**Directions**
Count the lines in the material below that contain the string "point", with case counting, and reply with only that number.
* * * * * * * * *
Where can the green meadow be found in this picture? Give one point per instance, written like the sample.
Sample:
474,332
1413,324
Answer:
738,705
* * * * * * * * *
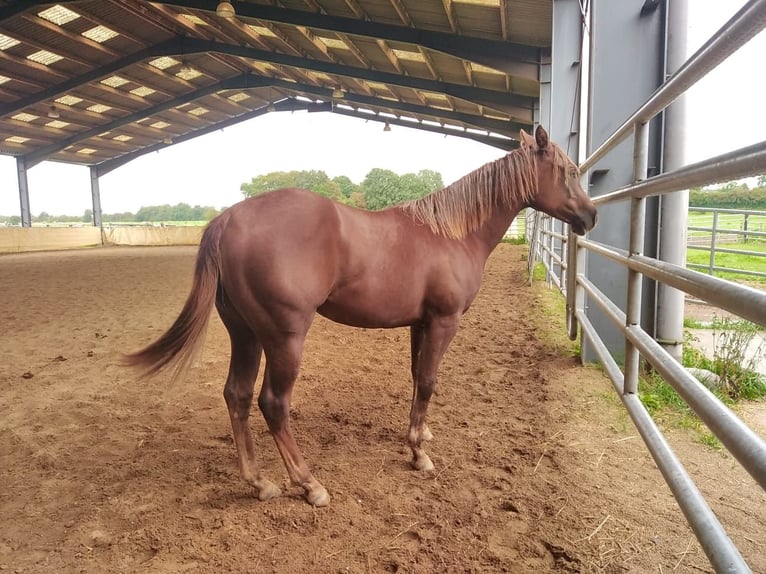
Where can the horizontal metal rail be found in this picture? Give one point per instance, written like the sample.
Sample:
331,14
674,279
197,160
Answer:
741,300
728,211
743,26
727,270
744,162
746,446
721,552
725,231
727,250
* * * * * * * * *
**The solution**
2